--- Work instructions ---
Copy the listing below, replacing "tree trunk" with "tree stump" everywhere and leaving everything else the same. Leave the picture out of your copy.

━━━━

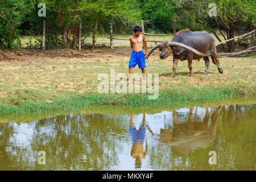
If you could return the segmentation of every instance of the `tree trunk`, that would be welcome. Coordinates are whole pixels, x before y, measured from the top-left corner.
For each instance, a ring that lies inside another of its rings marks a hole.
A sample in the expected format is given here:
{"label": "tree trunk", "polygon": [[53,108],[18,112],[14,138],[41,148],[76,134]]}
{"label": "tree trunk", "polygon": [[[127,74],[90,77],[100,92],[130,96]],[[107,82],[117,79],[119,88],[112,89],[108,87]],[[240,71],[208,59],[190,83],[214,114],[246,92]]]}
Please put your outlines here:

━━━━

--- Output for this exercise ---
If you could return the segmentation of every instance of the `tree stump`, that would be welcome. Coordinates are whole pixels, x before y, measured from the top-left corner.
For each instance, a ring that lies inside another of its rings marks a hole.
A sample in the expected format is given here:
{"label": "tree stump", "polygon": [[53,108],[18,112],[14,138],[41,148],[76,134]]}
{"label": "tree stump", "polygon": [[[127,74],[90,77],[100,92],[130,96]],[[107,82],[117,79],[119,88],[112,89],[108,87]],[[240,71],[208,59],[190,83],[214,114],[246,92]]]}
Please put your outlines here:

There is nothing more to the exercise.